### MATERIAL PROVIDED
-=-=-=-=-
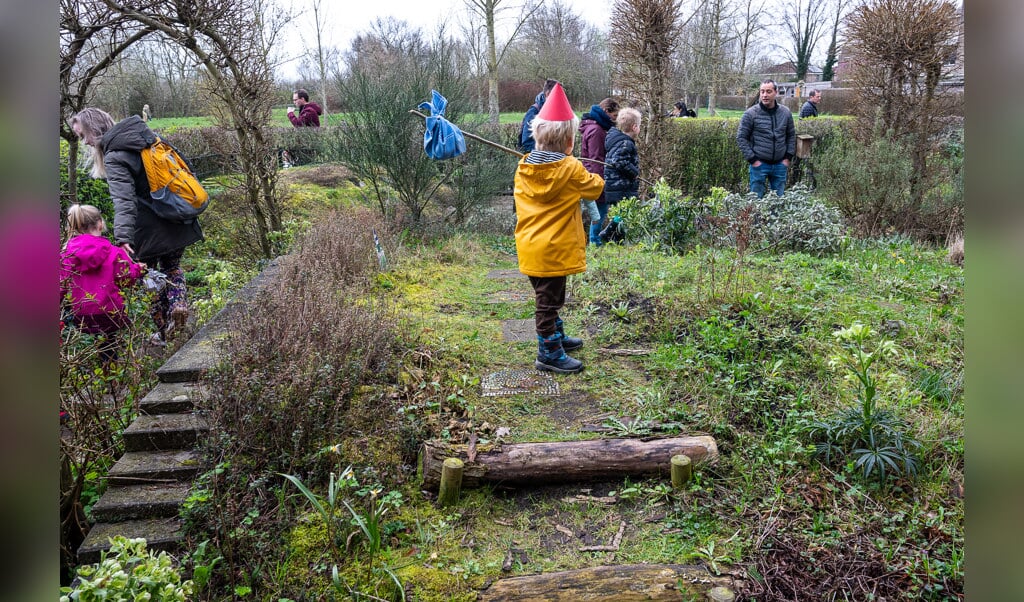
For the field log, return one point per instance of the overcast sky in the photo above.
(350, 17)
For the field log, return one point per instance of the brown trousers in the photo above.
(550, 293)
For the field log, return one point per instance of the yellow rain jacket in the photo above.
(549, 234)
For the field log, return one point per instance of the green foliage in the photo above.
(872, 437)
(129, 572)
(796, 221)
(669, 220)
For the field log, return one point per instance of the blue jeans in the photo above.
(775, 174)
(595, 228)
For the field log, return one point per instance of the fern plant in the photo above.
(873, 438)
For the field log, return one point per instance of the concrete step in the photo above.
(171, 398)
(154, 467)
(164, 432)
(132, 502)
(160, 533)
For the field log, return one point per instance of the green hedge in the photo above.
(705, 153)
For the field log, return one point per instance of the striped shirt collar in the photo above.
(538, 157)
-=-=-=-=-
Only the lines from the one holding "collar in the photo above." through the end of the listing should be given again, exactly and with both ends included.

For the field log, return one point per instance of the striped shirt collar in the photo above.
(538, 157)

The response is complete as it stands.